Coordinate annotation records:
· · · · ·

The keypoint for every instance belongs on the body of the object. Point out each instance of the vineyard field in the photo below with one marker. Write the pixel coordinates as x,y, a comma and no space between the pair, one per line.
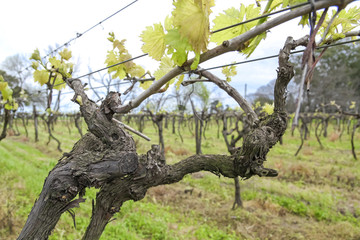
315,196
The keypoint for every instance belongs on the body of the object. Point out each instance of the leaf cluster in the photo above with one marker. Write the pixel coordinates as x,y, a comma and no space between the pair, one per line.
7,95
119,54
53,72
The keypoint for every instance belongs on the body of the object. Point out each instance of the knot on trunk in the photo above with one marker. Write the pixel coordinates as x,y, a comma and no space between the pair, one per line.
111,101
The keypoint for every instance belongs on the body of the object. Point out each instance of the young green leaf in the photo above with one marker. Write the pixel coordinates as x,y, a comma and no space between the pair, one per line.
65,54
192,20
154,42
41,76
36,55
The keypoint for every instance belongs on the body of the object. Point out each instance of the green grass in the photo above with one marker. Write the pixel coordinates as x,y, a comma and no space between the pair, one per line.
315,196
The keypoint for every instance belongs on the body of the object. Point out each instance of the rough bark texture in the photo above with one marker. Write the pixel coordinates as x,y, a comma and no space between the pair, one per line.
106,158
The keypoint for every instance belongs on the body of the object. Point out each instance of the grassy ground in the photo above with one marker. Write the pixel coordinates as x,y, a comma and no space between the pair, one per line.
315,196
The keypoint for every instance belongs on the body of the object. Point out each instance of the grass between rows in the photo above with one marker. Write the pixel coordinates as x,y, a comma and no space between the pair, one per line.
315,196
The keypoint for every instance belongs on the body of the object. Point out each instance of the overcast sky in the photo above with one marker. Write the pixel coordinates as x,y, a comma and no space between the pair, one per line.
27,25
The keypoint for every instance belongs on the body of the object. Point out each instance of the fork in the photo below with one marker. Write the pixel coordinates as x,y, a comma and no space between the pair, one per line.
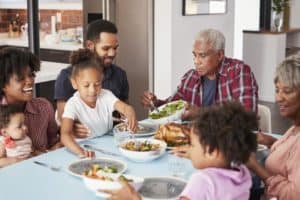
90,147
153,106
53,168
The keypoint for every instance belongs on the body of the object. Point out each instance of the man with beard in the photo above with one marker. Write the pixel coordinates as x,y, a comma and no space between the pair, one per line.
101,37
214,79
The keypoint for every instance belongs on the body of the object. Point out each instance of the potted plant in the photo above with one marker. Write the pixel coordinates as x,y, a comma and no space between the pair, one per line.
278,7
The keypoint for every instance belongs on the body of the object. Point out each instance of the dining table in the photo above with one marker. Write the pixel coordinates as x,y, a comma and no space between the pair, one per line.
30,181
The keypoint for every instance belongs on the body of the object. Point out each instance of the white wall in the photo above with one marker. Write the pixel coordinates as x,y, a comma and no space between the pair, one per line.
246,18
173,40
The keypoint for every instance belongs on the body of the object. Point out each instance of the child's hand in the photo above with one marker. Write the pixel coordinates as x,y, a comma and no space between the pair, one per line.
181,151
131,118
80,131
125,193
87,154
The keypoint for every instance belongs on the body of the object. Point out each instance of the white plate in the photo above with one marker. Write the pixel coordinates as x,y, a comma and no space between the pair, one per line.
79,167
166,188
171,118
96,185
143,156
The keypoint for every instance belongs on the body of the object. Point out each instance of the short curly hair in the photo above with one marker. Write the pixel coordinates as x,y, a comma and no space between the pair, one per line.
6,112
227,127
15,61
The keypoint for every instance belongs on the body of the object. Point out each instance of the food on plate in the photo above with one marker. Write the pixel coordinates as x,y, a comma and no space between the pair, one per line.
168,109
95,168
173,134
141,146
122,127
124,178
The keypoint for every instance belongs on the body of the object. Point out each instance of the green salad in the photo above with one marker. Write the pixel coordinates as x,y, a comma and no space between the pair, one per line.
168,109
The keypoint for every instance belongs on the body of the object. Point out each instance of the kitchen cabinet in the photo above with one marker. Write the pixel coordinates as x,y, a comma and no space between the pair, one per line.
43,4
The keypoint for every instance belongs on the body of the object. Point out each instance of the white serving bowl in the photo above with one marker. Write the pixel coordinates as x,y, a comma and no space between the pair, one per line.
176,116
143,156
96,184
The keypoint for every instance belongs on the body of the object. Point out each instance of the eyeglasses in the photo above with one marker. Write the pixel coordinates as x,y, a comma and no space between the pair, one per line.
204,54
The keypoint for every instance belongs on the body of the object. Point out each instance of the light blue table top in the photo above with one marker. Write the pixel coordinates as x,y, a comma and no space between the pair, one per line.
28,181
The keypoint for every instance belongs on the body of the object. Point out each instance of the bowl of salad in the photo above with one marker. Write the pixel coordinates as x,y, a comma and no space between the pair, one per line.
142,149
98,182
168,112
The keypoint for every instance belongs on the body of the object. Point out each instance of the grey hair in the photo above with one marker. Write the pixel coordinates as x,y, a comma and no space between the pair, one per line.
288,72
212,37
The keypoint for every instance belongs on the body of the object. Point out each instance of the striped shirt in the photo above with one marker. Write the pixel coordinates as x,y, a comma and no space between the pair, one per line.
235,81
39,118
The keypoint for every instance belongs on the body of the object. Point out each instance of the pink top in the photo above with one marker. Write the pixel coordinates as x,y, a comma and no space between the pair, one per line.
218,183
39,118
284,162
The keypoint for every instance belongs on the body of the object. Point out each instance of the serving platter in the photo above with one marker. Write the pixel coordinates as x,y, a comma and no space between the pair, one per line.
166,188
79,167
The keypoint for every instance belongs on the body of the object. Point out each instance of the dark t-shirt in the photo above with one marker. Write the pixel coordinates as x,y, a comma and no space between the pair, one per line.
115,80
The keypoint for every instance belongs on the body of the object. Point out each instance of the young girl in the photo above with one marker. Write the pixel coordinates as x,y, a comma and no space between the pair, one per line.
15,145
17,72
91,105
221,142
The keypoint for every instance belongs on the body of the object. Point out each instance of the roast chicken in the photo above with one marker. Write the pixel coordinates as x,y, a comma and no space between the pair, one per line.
173,134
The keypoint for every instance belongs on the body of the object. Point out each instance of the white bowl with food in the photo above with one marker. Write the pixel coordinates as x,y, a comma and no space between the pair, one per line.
142,149
168,112
98,182
143,129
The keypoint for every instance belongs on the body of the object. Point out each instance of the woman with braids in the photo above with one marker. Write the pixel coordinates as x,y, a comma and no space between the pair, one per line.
281,173
17,73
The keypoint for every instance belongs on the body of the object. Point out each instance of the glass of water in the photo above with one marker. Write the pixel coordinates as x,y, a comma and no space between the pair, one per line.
119,137
176,165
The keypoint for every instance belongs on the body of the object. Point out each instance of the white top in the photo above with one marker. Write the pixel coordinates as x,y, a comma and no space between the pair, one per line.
99,119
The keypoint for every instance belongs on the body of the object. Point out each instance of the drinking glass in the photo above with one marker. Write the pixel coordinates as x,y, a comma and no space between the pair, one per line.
119,137
176,165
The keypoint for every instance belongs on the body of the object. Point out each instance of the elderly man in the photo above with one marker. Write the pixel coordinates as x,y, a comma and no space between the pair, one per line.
101,37
215,78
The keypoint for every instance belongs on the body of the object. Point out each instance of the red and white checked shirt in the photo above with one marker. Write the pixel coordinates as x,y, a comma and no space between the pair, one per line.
235,81
39,118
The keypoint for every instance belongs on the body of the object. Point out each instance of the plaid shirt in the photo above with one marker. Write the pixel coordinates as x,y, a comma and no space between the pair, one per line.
235,81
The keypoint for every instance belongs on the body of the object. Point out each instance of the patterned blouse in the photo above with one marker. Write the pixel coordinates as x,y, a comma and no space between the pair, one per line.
39,118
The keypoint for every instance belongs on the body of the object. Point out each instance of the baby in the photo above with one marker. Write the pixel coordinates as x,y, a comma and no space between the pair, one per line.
15,145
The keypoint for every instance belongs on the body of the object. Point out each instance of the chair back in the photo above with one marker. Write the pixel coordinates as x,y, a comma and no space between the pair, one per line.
264,115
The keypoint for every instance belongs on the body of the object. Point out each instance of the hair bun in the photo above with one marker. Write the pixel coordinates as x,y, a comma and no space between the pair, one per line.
81,55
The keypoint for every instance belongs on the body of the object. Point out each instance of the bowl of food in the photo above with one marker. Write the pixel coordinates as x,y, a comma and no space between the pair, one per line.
142,129
105,166
142,149
97,182
173,134
168,112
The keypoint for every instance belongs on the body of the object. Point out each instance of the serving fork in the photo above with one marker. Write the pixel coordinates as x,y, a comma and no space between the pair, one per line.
53,168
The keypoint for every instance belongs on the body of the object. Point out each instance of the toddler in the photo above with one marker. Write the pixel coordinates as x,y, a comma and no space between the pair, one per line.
221,142
90,105
15,145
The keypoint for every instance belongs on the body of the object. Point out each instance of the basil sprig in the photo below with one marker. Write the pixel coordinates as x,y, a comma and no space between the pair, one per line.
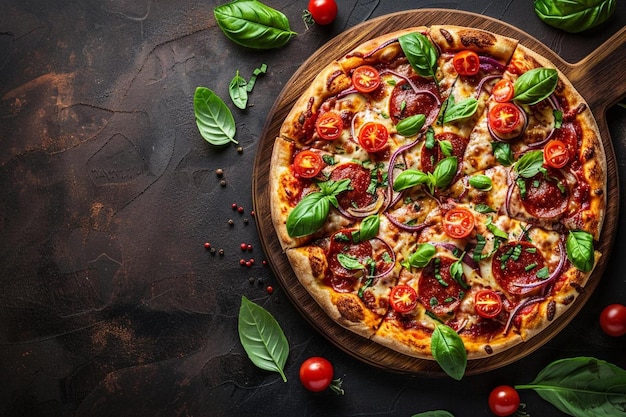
535,85
252,24
311,212
579,248
262,338
441,177
421,53
449,351
575,15
411,125
582,386
213,118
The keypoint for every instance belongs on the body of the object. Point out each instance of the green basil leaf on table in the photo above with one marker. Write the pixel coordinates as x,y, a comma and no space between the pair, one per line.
252,24
449,351
461,110
535,85
574,15
411,125
420,52
309,215
262,338
213,118
582,386
238,91
579,248
434,413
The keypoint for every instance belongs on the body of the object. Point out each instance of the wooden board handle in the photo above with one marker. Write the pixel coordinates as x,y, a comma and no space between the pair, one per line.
600,77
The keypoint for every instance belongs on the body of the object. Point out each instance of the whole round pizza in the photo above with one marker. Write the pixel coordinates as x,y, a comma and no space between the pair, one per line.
440,176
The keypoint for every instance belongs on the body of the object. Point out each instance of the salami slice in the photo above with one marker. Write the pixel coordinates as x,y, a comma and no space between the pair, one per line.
437,290
516,264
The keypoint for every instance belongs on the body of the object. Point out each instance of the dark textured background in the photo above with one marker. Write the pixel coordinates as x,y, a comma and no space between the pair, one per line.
109,303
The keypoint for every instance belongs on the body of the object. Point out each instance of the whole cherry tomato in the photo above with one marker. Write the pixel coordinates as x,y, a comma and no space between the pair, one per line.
323,12
613,320
308,164
316,373
503,400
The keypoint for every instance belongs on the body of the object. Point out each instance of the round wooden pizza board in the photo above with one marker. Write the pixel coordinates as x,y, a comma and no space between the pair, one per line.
597,78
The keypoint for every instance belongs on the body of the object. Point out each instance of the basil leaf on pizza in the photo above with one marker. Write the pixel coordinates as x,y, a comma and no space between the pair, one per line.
535,85
457,201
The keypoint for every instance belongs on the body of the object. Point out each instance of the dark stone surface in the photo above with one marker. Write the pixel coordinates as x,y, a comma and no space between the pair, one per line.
109,302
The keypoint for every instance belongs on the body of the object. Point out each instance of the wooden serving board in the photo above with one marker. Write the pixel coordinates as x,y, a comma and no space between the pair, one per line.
598,78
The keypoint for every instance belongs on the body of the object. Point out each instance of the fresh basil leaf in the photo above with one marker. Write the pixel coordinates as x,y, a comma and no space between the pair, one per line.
213,118
409,178
421,257
535,85
449,351
238,92
420,52
368,229
481,182
262,338
582,386
579,248
483,208
411,125
255,74
252,24
461,110
574,15
530,164
503,153
349,262
444,171
434,413
309,215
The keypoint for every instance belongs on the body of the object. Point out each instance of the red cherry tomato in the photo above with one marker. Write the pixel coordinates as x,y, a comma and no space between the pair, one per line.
329,126
555,154
323,12
503,91
613,320
458,222
504,117
466,62
308,164
373,136
503,400
316,374
366,78
403,298
487,303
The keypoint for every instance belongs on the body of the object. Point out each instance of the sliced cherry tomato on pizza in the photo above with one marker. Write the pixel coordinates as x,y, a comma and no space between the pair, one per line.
504,117
466,62
329,125
487,303
503,91
458,222
373,136
308,164
403,298
366,78
555,154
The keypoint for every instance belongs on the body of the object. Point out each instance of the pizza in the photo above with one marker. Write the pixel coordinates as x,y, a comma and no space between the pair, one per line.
440,175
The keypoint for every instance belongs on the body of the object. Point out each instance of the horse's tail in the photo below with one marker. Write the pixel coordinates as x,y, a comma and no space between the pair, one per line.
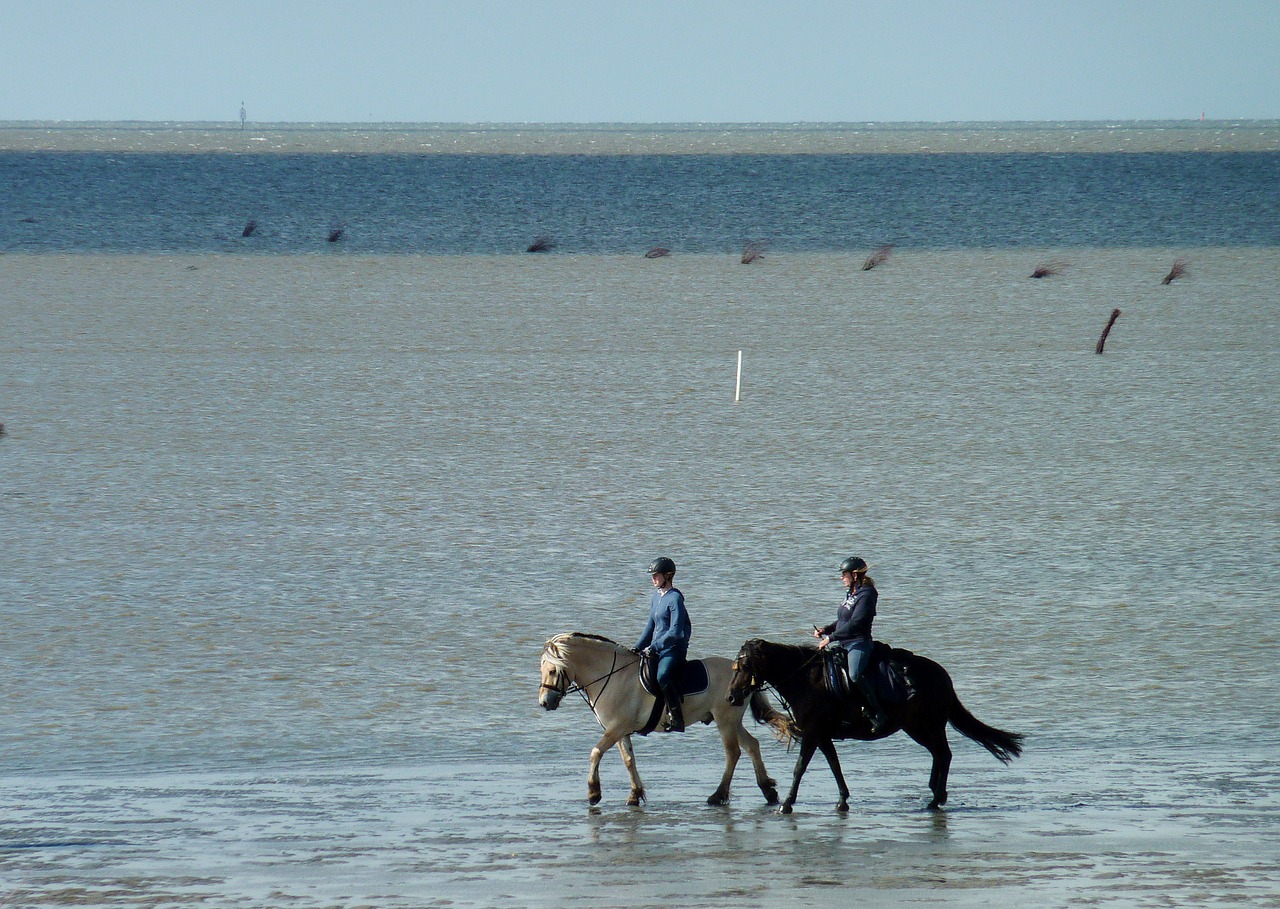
1004,745
762,711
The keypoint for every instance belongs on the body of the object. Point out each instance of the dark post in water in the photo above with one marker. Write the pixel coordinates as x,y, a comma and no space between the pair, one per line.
1102,341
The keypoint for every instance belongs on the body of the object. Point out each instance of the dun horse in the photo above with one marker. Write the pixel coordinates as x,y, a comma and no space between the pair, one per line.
608,677
796,674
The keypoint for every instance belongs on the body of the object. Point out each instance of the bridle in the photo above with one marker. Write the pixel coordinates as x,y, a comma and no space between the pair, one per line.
563,686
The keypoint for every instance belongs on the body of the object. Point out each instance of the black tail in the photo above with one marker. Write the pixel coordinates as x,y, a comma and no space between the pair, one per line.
763,712
1004,745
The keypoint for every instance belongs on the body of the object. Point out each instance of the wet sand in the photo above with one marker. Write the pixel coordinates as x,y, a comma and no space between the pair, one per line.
1153,831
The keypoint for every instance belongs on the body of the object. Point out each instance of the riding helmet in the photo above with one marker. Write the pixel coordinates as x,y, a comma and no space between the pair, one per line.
662,566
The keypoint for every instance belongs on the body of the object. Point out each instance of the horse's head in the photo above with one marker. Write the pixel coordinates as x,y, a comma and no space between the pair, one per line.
556,679
746,674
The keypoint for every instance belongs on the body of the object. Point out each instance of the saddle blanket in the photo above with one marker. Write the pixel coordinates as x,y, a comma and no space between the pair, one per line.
694,680
886,674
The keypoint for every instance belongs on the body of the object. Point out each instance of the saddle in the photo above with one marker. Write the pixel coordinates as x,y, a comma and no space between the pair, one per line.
693,680
886,671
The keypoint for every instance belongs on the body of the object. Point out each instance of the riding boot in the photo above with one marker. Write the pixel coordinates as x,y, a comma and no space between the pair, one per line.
675,715
874,711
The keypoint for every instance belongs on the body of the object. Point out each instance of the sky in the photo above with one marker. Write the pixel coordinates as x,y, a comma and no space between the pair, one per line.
654,62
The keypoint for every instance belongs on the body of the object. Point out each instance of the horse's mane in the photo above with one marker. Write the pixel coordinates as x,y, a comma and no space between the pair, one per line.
556,647
791,657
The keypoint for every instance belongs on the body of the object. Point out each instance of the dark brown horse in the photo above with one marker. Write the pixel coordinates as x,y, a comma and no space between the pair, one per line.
821,717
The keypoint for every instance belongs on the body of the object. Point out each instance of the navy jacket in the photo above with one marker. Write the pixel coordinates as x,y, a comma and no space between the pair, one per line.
853,622
668,629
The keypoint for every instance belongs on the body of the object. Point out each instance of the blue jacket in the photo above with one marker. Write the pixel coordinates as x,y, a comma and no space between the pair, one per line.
668,629
853,622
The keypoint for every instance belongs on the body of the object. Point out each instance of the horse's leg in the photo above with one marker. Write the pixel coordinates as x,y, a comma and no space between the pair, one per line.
629,761
828,749
808,745
767,784
732,752
593,779
933,736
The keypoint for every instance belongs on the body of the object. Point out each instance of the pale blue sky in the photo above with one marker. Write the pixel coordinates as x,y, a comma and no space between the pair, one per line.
599,60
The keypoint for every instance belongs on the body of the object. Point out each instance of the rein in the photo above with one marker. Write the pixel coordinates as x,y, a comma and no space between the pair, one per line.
581,689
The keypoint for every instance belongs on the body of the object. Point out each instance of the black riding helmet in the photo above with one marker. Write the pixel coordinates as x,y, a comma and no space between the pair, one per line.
662,566
853,563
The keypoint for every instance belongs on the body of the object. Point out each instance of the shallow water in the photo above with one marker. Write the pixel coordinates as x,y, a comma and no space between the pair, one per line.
282,537
1138,830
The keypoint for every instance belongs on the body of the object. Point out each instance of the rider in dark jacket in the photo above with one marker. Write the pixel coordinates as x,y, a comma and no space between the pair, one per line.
851,631
667,635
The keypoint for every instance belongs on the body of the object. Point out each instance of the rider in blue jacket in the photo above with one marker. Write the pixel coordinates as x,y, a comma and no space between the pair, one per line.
667,635
851,631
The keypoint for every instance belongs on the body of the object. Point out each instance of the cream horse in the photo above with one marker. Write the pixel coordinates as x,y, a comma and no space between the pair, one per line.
608,677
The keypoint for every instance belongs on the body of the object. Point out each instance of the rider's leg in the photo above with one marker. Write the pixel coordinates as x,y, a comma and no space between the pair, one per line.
859,656
668,680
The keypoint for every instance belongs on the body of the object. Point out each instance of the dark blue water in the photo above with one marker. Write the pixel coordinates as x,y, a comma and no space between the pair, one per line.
625,204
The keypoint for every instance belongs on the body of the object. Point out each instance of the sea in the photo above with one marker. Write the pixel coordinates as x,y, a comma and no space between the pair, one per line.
305,456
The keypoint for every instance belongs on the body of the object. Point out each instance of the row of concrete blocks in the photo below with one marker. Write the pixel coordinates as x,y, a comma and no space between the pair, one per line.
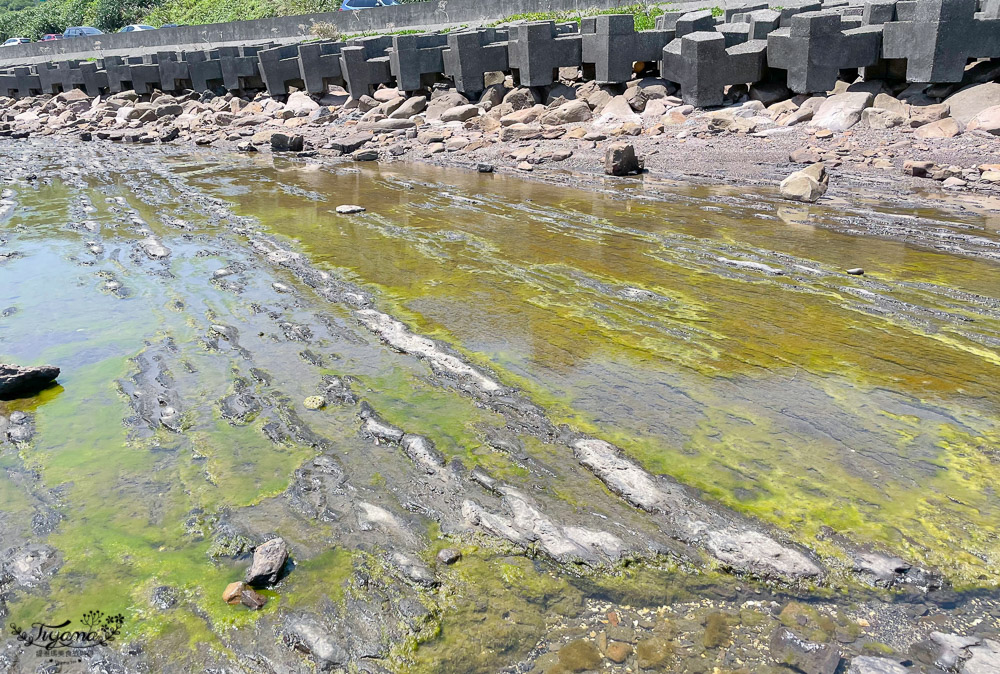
806,43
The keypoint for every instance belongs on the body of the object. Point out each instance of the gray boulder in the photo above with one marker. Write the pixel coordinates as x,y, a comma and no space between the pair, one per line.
17,381
268,560
807,185
969,102
806,656
620,160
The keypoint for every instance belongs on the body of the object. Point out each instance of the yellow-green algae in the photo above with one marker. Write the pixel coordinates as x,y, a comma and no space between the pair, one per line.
539,284
522,277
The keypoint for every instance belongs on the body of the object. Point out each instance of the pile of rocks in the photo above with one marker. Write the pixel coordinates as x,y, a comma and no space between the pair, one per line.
517,125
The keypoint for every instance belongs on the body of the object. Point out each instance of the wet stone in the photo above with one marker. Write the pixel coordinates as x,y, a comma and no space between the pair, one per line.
579,656
314,403
252,599
164,597
449,555
268,560
653,653
806,656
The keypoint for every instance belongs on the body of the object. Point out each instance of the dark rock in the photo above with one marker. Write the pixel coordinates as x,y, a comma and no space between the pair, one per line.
801,655
872,665
284,142
365,155
268,560
579,656
31,565
231,595
22,381
308,637
620,160
164,597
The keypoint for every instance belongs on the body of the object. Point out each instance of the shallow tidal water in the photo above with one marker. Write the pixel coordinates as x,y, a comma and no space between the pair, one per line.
710,333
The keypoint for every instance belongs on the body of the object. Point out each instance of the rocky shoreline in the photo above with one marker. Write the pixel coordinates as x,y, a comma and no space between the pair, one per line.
871,133
666,522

· · · · ·

WHAT YOU ARE ASKED TO DO: Reproduce word for word the lines running from the line with "row of concrete" through the end of the data, both included, and nothing else; leave out the pictures.

TASK RESULT:
The keypoint for every instance belongs on the body of the object. Point out each instance of the row of concrete blocks in the photo below with one marker. Write the pixel coordinates as x,y, a comma and no space between the pair, one per line.
806,43
The keypoint for every instance belongs on the body of the object. Point out each instance of the gray boulder in the photo above with one marker. Write the pixel coordinates as x,y, a comma and no space between the pair, one per line.
17,381
268,560
807,185
969,102
806,656
620,160
The keypoint for every instance belongs on the body of the object. Point out each instance of the yellow-green algae in the photo above with one marker. Write the pixel coordinates as x,y, a comma and no space between the pair, one per line.
539,284
522,277
The keypoint for every instance belongs on the body of the object. Point out each instance of the pile of rocks in the photo above with one marker. Write the pixel coordinates as x,y, a comma and no space between the pair, one per line.
517,125
The keypoint for every instance belongs on the body of the object. Point out each instance of the wet stone in the photo above with one marker. Write the pixel coordinates as x,y, a comma and no space between the pair, one per line.
579,656
314,403
252,599
164,597
449,555
268,560
653,653
806,656
The keypoint for every instance belongs on the body of the object. Point out each instance of the dark rock in the photo above with one marker. Write the pixel coordinates as x,y, a comma and no space between the pair, one per line.
801,655
872,665
284,142
365,155
268,560
579,656
31,565
231,595
22,381
308,637
620,160
164,597
The keypoint for every instance belongs on the body of the object. Point out each instance of the shallow tidal water in the photo above with one marker. Write the pixel coordinates as x,y, a comma and no space between the pair, one per line.
710,333
The keypoint for every instance belongs on the body of the object. Point out each instance of the rocky shoreline in the photo above with one marker. Write the pixel coordinates as x,y, a comma and no space between the pair, one per line.
871,133
666,522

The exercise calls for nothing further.